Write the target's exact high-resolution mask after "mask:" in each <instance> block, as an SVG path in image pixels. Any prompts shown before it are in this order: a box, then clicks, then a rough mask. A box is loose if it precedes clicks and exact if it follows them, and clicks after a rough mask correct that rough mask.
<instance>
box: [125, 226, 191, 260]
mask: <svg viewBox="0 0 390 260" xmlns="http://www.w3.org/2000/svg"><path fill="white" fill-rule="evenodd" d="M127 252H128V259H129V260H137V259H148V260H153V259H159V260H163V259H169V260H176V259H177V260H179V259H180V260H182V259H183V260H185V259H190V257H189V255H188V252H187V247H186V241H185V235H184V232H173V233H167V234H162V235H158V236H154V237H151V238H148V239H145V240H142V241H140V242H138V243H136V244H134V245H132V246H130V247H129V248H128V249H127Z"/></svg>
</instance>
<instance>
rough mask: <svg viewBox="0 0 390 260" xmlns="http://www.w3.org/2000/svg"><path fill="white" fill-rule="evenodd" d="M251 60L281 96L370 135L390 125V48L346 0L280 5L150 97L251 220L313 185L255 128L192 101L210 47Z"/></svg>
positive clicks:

------

▸ **WHAT YOU HAVE TO DO**: Your reply must repeat the entries above exactly and in full.

▸ **YOUR RESPONSE**:
Write the target's exact high-resolution mask after "mask:" in each <instance> block, as an SVG path in image pixels. Any prompts shown before it are in this order: a box, then clicks, then a rough mask. A box is loose if it precedes clicks and exact if it follows them, and clicks after a rough mask correct that rough mask.
<instance>
box: [125, 226, 191, 260]
mask: <svg viewBox="0 0 390 260" xmlns="http://www.w3.org/2000/svg"><path fill="white" fill-rule="evenodd" d="M127 252H128V259H129V260H137V259H148V260H153V259H159V260H163V259H169V260H176V259H177V260H179V259H180V260H182V259H183V260H185V259H190V257H189V255H188V252H187V247H186V241H185V235H184V232H173V233H167V234H162V235H158V236H154V237H151V238H148V239H145V240H142V241H140V242H138V243H136V244H134V245H132V246H130V247H129V248H128V249H127Z"/></svg>
</instance>
<instance>
rough mask: <svg viewBox="0 0 390 260" xmlns="http://www.w3.org/2000/svg"><path fill="white" fill-rule="evenodd" d="M251 60L281 96L370 135L390 125V48L346 0L280 5L150 97L251 220L313 185L255 128L192 101L210 47Z"/></svg>
positive clicks:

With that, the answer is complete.